• _Dataset records_
** START **

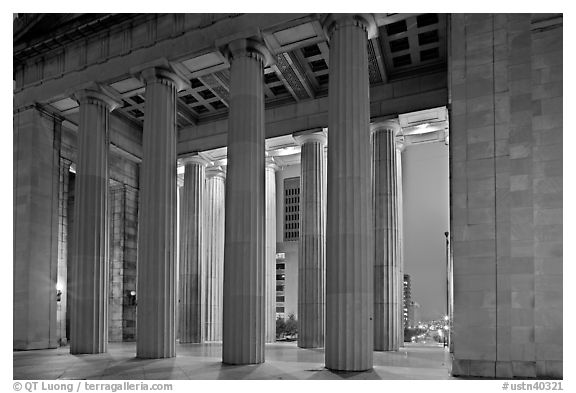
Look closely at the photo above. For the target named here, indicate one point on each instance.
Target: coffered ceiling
(406, 44)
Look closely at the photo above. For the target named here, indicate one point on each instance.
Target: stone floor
(203, 361)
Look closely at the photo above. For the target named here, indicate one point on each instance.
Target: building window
(280, 281)
(292, 209)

** END **

• _Aim of the exercise_
Convert all the rows above into a two-column CSV with the headers text and points. Give one CSV line per row, putting its text and its points each in a single quoted field with line breaks replaced by spaces, and leave out the pictures.

• _Written solution_
text,points
"Look closely at the photo above. For the target named here, indicate one point on each instance. Target: coffered ceiling","(406, 44)"
"Look closely at the photo above. For the target named here, indicate one point on each instance. Target: stone floor","(203, 361)"
"Look closely at the photo above. For the target named here, indicate one point on each instance. Target: building window","(280, 281) (292, 209)"